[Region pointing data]
[Start of section]

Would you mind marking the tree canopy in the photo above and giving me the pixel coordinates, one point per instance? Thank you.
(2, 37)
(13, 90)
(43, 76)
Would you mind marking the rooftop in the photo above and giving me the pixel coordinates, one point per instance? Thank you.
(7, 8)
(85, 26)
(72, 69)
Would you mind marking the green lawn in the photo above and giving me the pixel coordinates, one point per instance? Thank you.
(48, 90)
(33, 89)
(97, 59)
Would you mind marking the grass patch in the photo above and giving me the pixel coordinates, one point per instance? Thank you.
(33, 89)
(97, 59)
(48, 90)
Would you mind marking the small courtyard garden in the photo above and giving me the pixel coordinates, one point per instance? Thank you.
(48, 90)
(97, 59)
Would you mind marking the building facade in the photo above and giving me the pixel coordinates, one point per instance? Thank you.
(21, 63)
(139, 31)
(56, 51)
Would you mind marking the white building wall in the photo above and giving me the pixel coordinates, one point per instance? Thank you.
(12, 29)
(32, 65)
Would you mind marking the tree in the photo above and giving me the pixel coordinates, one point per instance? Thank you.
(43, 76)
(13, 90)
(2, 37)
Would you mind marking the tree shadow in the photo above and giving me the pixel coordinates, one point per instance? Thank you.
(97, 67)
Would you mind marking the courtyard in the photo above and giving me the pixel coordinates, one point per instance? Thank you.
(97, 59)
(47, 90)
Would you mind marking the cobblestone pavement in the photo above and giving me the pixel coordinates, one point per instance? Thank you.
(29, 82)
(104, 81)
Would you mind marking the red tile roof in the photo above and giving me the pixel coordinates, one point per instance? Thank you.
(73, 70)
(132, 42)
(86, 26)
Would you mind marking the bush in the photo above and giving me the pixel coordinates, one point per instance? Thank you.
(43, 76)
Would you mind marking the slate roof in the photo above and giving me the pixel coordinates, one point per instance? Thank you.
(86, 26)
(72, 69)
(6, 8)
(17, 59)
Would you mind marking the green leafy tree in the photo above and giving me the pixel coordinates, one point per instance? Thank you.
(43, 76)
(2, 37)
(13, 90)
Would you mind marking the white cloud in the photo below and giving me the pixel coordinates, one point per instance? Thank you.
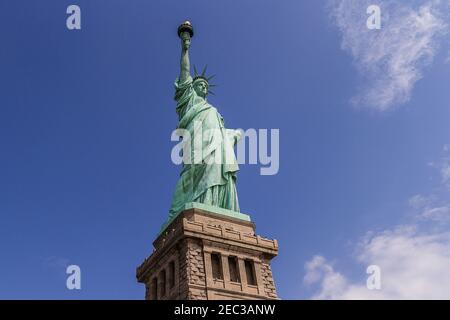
(439, 214)
(445, 171)
(413, 266)
(414, 258)
(392, 59)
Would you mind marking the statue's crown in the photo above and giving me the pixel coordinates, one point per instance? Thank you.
(203, 77)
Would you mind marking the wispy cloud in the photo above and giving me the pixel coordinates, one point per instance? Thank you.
(413, 266)
(390, 60)
(414, 258)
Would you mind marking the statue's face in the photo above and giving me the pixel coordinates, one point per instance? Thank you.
(201, 88)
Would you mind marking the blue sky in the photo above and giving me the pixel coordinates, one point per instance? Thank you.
(86, 116)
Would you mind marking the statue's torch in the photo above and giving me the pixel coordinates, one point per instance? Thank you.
(185, 32)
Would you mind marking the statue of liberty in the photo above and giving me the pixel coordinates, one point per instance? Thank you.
(211, 177)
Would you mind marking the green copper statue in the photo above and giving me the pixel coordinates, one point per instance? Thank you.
(211, 177)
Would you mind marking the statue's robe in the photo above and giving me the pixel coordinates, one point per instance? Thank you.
(210, 175)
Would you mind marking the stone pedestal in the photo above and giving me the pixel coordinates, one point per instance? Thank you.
(209, 253)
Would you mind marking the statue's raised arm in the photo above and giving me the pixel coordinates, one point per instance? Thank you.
(185, 32)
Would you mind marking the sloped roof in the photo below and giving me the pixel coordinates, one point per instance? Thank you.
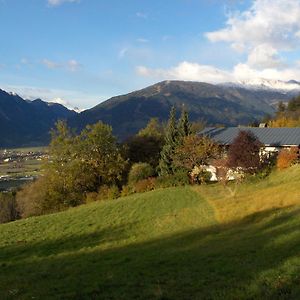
(267, 136)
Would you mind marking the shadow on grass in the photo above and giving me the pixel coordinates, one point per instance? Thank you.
(255, 259)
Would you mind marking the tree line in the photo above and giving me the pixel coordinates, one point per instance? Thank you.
(92, 165)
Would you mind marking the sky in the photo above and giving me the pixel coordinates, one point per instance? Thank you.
(82, 52)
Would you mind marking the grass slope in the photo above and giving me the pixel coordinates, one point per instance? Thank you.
(174, 243)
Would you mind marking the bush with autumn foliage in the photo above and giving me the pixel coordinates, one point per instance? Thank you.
(287, 157)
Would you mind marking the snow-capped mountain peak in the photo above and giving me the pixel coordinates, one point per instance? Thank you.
(267, 84)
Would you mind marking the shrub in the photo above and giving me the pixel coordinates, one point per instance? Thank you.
(140, 171)
(145, 185)
(127, 190)
(108, 192)
(287, 157)
(8, 208)
(30, 200)
(200, 175)
(244, 152)
(180, 178)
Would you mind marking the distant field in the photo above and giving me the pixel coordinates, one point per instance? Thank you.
(24, 162)
(25, 149)
(176, 243)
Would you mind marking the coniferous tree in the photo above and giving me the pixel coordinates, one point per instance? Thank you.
(166, 166)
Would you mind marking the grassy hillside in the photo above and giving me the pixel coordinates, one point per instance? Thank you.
(177, 243)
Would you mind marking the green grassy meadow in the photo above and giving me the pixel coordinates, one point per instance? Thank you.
(175, 243)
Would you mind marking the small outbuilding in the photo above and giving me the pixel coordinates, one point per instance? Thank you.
(273, 139)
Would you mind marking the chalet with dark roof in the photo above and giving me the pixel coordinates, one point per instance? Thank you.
(273, 139)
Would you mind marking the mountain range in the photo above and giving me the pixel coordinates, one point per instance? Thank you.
(27, 123)
(228, 104)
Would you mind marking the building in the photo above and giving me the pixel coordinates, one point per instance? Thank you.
(273, 140)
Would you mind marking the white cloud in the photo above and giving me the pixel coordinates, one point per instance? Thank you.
(197, 72)
(187, 71)
(264, 56)
(59, 2)
(272, 22)
(142, 40)
(135, 53)
(69, 98)
(50, 64)
(264, 32)
(72, 65)
(141, 15)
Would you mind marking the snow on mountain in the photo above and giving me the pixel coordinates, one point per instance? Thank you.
(267, 84)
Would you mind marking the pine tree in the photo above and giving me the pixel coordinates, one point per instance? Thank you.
(166, 166)
(184, 127)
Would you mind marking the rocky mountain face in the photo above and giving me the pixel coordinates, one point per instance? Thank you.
(226, 104)
(27, 123)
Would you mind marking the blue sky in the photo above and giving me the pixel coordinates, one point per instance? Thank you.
(82, 52)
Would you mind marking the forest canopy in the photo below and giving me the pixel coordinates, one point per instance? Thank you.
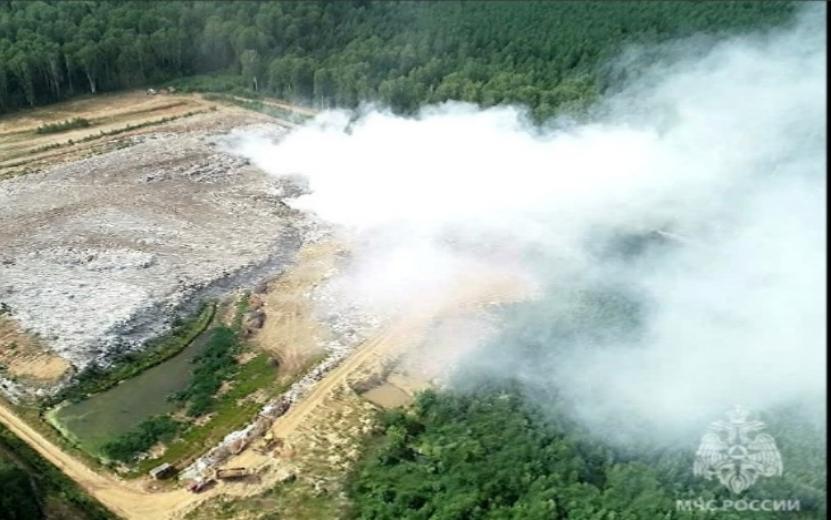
(546, 55)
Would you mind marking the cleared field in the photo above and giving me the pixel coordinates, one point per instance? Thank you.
(102, 251)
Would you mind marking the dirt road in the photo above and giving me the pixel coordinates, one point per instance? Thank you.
(132, 501)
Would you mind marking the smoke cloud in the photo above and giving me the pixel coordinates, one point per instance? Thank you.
(694, 197)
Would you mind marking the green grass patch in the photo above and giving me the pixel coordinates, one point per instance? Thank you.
(212, 368)
(126, 447)
(95, 379)
(260, 106)
(63, 126)
(232, 83)
(231, 413)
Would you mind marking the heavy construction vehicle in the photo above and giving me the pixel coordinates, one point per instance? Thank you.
(231, 473)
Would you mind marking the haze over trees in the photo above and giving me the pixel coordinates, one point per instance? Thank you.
(546, 55)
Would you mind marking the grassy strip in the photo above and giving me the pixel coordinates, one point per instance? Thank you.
(51, 480)
(126, 447)
(233, 83)
(212, 368)
(231, 412)
(94, 379)
(102, 133)
(63, 126)
(257, 105)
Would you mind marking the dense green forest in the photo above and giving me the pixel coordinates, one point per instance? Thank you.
(547, 55)
(34, 489)
(490, 453)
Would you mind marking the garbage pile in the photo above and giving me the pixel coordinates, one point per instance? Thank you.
(350, 327)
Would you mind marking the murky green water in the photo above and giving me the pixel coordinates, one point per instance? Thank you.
(118, 410)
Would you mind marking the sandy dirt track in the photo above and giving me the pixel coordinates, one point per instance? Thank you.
(130, 500)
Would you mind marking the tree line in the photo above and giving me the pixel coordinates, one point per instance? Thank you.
(546, 55)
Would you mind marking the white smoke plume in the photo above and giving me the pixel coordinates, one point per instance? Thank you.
(722, 151)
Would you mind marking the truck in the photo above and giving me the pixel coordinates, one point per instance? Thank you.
(231, 473)
(200, 484)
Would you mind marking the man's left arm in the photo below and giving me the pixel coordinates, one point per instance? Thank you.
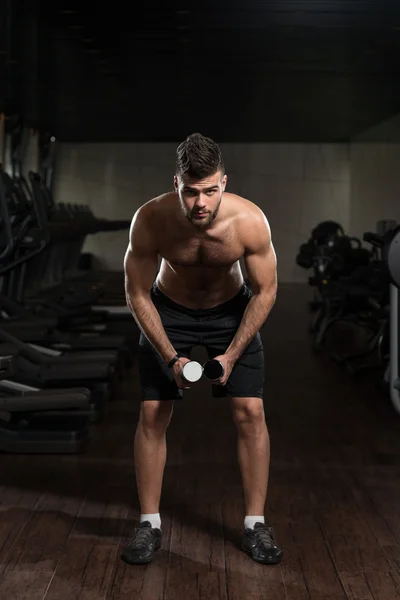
(260, 261)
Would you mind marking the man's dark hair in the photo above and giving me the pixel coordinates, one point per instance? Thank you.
(199, 157)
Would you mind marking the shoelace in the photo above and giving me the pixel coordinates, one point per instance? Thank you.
(265, 536)
(140, 539)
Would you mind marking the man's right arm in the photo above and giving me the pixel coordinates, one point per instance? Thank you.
(141, 267)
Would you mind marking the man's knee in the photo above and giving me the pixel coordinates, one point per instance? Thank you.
(248, 412)
(156, 414)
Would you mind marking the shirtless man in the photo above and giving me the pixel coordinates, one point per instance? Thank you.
(199, 297)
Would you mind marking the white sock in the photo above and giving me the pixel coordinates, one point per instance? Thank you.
(249, 522)
(154, 519)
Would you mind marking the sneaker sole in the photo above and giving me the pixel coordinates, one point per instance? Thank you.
(143, 561)
(274, 561)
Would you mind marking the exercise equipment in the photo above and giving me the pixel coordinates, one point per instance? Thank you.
(192, 371)
(213, 369)
(388, 242)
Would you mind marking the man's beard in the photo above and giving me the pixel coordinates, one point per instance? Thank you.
(202, 223)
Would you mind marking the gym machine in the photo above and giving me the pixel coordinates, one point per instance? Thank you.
(387, 240)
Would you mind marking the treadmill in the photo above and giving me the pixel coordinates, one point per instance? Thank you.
(34, 421)
(61, 293)
(44, 367)
(24, 323)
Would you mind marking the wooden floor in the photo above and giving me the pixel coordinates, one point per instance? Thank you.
(334, 496)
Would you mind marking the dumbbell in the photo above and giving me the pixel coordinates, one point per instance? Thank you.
(213, 369)
(192, 371)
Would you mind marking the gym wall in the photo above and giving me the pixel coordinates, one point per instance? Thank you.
(375, 176)
(296, 185)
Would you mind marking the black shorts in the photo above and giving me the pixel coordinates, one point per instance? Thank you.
(212, 328)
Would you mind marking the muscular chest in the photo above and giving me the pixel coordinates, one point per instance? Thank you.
(204, 250)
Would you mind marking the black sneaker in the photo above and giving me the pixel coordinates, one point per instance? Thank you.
(143, 546)
(259, 542)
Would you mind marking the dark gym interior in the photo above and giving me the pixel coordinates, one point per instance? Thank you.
(304, 99)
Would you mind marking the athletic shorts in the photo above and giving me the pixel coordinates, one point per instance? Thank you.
(212, 328)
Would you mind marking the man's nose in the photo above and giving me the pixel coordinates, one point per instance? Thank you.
(200, 201)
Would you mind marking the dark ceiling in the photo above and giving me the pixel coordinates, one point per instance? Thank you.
(239, 71)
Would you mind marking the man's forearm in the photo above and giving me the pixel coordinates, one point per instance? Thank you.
(255, 315)
(148, 319)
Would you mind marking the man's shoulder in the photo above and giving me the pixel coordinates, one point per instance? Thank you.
(251, 223)
(158, 203)
(244, 210)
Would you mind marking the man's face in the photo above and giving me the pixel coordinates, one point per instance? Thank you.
(200, 199)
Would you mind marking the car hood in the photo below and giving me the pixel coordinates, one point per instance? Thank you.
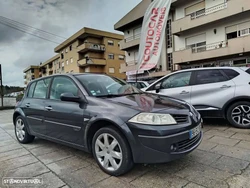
(148, 102)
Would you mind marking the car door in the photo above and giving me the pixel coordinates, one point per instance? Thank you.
(64, 120)
(176, 85)
(33, 105)
(211, 89)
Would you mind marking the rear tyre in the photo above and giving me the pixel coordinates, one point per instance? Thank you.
(21, 132)
(238, 114)
(111, 151)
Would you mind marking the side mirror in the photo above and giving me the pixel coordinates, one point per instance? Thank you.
(69, 97)
(157, 87)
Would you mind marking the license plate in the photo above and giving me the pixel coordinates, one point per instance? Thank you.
(194, 132)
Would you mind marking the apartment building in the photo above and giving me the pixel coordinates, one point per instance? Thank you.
(31, 73)
(131, 25)
(200, 33)
(211, 33)
(91, 50)
(88, 50)
(50, 67)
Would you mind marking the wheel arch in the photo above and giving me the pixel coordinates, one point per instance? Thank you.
(234, 100)
(96, 125)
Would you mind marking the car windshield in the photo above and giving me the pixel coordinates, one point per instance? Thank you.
(106, 86)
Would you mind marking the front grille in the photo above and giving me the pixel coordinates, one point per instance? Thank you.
(187, 144)
(180, 118)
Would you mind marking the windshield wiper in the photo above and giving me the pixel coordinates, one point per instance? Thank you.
(116, 95)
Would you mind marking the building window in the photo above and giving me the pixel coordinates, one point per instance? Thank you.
(111, 70)
(170, 61)
(62, 55)
(121, 57)
(110, 43)
(111, 56)
(169, 35)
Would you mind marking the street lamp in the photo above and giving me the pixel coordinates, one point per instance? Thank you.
(1, 85)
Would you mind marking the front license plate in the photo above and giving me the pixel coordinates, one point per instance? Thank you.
(194, 132)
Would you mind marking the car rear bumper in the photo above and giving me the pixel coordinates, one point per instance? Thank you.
(161, 149)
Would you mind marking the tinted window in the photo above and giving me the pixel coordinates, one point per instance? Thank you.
(62, 85)
(31, 89)
(176, 80)
(230, 73)
(41, 88)
(102, 85)
(209, 76)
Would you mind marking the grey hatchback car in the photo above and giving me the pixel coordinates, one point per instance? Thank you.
(218, 92)
(116, 122)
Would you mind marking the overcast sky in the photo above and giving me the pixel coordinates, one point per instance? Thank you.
(62, 17)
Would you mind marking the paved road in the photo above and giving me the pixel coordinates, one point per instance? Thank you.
(222, 160)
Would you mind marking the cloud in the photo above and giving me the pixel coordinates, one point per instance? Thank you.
(64, 18)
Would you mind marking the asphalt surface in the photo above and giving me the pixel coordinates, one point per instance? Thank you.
(222, 160)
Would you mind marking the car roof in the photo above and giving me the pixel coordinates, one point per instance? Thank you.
(66, 74)
(206, 68)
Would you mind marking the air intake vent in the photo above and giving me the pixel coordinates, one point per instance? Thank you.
(180, 118)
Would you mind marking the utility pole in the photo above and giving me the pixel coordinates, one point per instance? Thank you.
(1, 85)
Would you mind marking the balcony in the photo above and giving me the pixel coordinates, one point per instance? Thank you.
(216, 13)
(91, 61)
(130, 42)
(91, 47)
(209, 51)
(127, 67)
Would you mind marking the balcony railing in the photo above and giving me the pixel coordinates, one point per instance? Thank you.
(91, 46)
(207, 47)
(210, 10)
(130, 63)
(128, 39)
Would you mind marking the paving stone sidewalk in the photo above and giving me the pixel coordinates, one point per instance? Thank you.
(222, 160)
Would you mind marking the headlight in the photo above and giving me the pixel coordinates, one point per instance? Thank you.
(153, 119)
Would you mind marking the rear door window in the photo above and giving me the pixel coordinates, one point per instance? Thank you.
(209, 76)
(41, 88)
(231, 74)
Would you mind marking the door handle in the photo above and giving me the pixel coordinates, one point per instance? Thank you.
(49, 108)
(184, 92)
(225, 86)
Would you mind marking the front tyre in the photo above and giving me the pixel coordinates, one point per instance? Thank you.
(111, 151)
(21, 132)
(238, 114)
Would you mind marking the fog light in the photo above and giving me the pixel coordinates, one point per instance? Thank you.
(173, 147)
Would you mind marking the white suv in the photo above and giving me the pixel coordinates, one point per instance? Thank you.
(214, 92)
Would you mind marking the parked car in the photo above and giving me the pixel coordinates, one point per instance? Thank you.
(139, 84)
(220, 92)
(119, 127)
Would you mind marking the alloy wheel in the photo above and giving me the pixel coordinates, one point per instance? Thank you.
(20, 129)
(108, 152)
(241, 115)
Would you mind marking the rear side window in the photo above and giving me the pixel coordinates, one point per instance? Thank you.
(41, 88)
(31, 89)
(230, 73)
(209, 76)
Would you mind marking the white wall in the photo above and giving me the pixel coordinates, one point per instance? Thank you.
(211, 37)
(212, 3)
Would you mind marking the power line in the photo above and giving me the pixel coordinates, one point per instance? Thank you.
(22, 30)
(27, 26)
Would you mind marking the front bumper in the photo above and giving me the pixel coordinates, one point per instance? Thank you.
(155, 144)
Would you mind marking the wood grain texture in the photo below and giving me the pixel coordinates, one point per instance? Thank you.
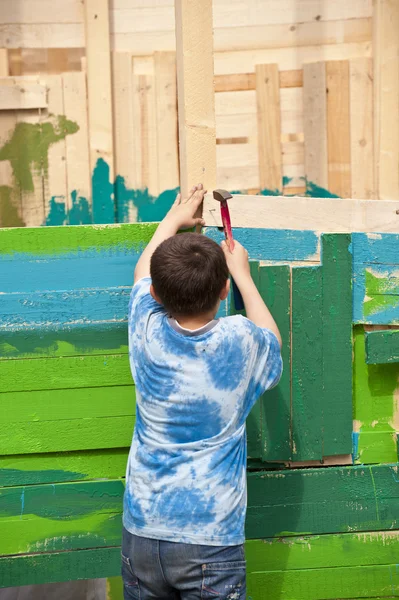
(337, 344)
(307, 360)
(361, 128)
(275, 288)
(386, 97)
(194, 59)
(382, 347)
(338, 128)
(315, 123)
(269, 127)
(316, 214)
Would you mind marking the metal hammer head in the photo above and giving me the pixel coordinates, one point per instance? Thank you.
(221, 195)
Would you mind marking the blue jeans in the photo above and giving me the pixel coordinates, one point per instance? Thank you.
(153, 569)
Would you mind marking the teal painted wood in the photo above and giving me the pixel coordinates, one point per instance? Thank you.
(307, 363)
(254, 420)
(382, 347)
(337, 344)
(275, 288)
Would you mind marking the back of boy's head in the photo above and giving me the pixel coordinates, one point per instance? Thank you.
(188, 273)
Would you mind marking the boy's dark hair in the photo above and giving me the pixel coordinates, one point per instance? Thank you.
(188, 273)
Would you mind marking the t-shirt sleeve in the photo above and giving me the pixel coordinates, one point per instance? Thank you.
(141, 304)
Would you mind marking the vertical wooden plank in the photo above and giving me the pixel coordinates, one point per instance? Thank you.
(338, 128)
(55, 185)
(254, 420)
(337, 344)
(361, 128)
(194, 60)
(386, 98)
(4, 69)
(315, 123)
(77, 149)
(269, 128)
(100, 109)
(275, 405)
(166, 117)
(307, 363)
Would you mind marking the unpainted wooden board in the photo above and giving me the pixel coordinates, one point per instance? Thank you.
(17, 96)
(196, 105)
(338, 128)
(315, 123)
(361, 128)
(166, 120)
(77, 145)
(386, 97)
(328, 215)
(269, 128)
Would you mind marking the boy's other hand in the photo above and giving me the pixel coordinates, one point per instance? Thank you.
(183, 211)
(237, 261)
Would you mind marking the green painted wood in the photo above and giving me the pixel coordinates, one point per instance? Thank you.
(275, 288)
(62, 467)
(323, 500)
(321, 551)
(69, 516)
(59, 566)
(59, 405)
(92, 338)
(60, 373)
(337, 344)
(307, 368)
(325, 584)
(51, 241)
(254, 420)
(67, 435)
(382, 346)
(374, 391)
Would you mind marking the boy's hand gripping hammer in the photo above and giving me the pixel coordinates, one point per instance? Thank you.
(222, 196)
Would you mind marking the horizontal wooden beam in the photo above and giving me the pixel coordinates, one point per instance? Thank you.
(328, 215)
(247, 81)
(382, 346)
(23, 95)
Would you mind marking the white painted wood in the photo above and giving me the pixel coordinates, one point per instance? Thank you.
(16, 95)
(317, 214)
(194, 59)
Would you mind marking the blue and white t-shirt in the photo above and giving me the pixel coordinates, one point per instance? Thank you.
(186, 473)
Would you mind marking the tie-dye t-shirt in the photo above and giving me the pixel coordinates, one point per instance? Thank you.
(186, 473)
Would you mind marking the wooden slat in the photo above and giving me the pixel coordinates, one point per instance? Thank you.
(55, 185)
(307, 364)
(361, 128)
(100, 108)
(386, 97)
(22, 96)
(269, 128)
(336, 396)
(382, 347)
(194, 59)
(315, 123)
(166, 118)
(77, 150)
(275, 288)
(328, 215)
(338, 128)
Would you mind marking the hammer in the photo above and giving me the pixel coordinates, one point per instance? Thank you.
(222, 196)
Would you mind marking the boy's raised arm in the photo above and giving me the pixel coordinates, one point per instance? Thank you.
(180, 216)
(256, 309)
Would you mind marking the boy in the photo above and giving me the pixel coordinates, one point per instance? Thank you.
(197, 379)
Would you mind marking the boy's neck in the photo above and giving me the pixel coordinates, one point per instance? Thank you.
(196, 322)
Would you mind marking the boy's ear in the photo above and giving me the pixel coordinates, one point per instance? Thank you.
(154, 295)
(225, 291)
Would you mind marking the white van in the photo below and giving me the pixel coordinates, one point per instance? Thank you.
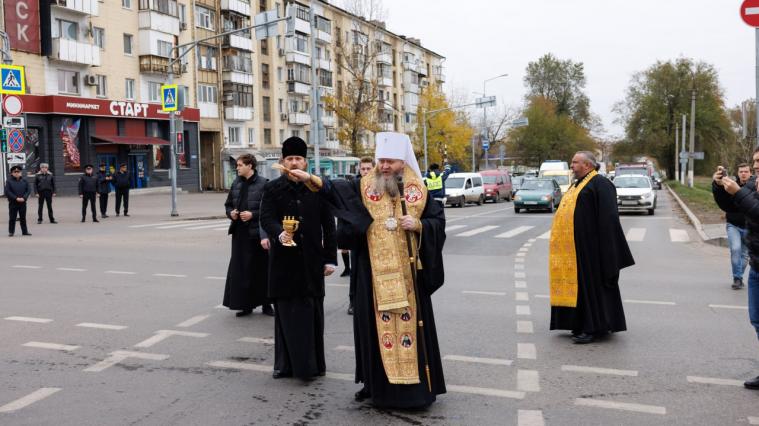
(462, 188)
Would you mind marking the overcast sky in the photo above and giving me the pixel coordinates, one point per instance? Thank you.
(613, 38)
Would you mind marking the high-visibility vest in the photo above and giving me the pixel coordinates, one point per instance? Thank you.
(434, 182)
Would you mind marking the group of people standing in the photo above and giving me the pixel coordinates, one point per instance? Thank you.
(289, 225)
(90, 186)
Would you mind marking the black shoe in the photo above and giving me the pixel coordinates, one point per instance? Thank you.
(362, 394)
(752, 384)
(583, 338)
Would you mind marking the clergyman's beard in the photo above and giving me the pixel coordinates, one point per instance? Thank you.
(385, 184)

[End of section]

* [Exercise]
Extract, word for word, each line from the one that contains "Would you mind marking the white van" through the final line of the data above. Leave the pictures out.

* [The answer]
Would you mind marking the white van in the photo below and giving me the pixel coordinates, one point per instance? Thank you.
(462, 188)
Would you mind marking the overcast sky in the photo above and giving me the pixel coordinates, one point per instance? Thank you.
(613, 38)
Would you mind marking the high-visibility vest in the photo above and giving me the pixel coordinates, one point per instance? Thank you.
(434, 182)
Would you mind marking the group of people standing in the photo above and giving me the pixel coordinates, one point per instance? Thank you.
(289, 225)
(90, 186)
Would you mind marking the black shoe in the photo above and giving me the pixel coordinates, one point per instance? Thank you.
(362, 394)
(752, 384)
(583, 338)
Would you mind marking the clergyman's beard in the photo above and giving me the pixel coordinates, one point per instance? Thank you.
(385, 184)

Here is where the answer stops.